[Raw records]
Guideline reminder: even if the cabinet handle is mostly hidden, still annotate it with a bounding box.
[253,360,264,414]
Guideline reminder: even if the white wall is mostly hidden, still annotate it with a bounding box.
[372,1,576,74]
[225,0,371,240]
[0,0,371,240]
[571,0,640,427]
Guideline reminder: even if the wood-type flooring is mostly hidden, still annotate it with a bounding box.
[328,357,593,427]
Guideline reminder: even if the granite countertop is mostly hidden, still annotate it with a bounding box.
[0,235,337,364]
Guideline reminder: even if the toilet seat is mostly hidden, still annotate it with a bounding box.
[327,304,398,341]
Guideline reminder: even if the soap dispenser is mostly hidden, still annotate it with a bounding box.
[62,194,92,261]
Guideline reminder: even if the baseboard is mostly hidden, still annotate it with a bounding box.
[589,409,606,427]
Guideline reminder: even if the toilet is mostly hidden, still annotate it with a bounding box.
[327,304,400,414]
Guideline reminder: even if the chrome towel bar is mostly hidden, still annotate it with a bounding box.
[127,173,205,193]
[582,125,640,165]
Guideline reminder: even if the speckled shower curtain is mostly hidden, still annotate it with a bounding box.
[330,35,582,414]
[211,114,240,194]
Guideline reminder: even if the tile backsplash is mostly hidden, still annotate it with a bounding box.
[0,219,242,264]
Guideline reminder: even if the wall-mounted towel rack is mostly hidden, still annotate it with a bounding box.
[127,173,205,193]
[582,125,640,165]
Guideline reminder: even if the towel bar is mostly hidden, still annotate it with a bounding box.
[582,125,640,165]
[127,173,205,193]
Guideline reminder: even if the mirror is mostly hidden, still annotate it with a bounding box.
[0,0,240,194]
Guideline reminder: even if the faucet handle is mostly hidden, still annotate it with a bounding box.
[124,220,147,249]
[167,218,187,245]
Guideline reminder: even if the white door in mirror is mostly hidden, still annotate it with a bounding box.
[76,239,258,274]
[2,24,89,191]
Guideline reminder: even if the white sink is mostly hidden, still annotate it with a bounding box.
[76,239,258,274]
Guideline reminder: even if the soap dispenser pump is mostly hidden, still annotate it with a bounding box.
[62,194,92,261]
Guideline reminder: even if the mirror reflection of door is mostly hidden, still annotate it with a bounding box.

_Task details:_
Please repeat every row above word for word, with nothing changed or left out.

_Task solution:_
Guideline reminder: even if the cabinet handle is mostly hidden, still annotate it with a bounding box.
[253,360,264,414]
Guideline reminder: even if the white wall is mostly hidden, still annotate it with a bounding box.
[372,1,576,74]
[225,0,371,240]
[0,0,371,240]
[571,0,640,427]
Guideline reminder: even if the wood-type flooring is mostly hidden, still annotate it with a bounding box.
[328,357,593,427]
Guideline reminder: even if the granite countertop is mostly hidden, still annotate it with a bounding box.
[0,235,337,364]
Guideline reminder: even if the toilet seat is mostly hidden, still annotate it with a bounding box.
[327,304,398,341]
Guideline reminder: even if the soap dispenser is mostly hidden, still annotate it with a bounding box.
[62,194,92,261]
Guideline reminder: even if the baseboard is mostly hidden, still annotate it with a bounding box.
[589,409,606,427]
Guideline reminder: even if the toilet is mostly hidden, still annotate it with a bounding box.
[327,304,400,414]
Guideline reminder: even if the chrome towel bar is mostly hidden, still annotate it with a bounding box.
[127,173,205,193]
[582,125,640,165]
Guideline reminder: even if the speckled shower curtain is mostly hidden, still annotate it with a bounding box.
[330,35,582,414]
[211,114,240,194]
Guideline reminder: even if the tile backsplash is mostly hidden, still annotate it with a bounding box.
[0,219,242,264]
Guideline reminder: even if the wall-mounted towel rack is mostly hidden, still annotate it with a bounding box.
[127,173,205,193]
[582,125,640,165]
Guideline reminder: even if the towel bar is mostly hidden, still annotate it with a bounding box.
[582,125,640,165]
[127,173,205,193]
Guideline reminder: even if the mirror is mostly hidden, still annotate it with a bounding box.
[0,0,240,194]
Guideline reminder: even if the faucet handle is mostly hidden, still annotate it with a bounding box.
[124,220,147,249]
[167,218,187,245]
Guideline reminder: even if the white door in mirror is mostly hidden, still annotate it with a bounding box.
[76,239,258,274]
[2,24,89,191]
Guideline reminder: even if the white sink is mostly hidden, still annotate it with a bounding box.
[76,239,258,274]
Guideline reminder: even if the soap dispenser pump is mostly hidden, still annotate it with a bounding box.
[62,194,92,261]
Guideline reminder: even if the mirror reflection of door is mostly hidden, still annotate it with a bounding box.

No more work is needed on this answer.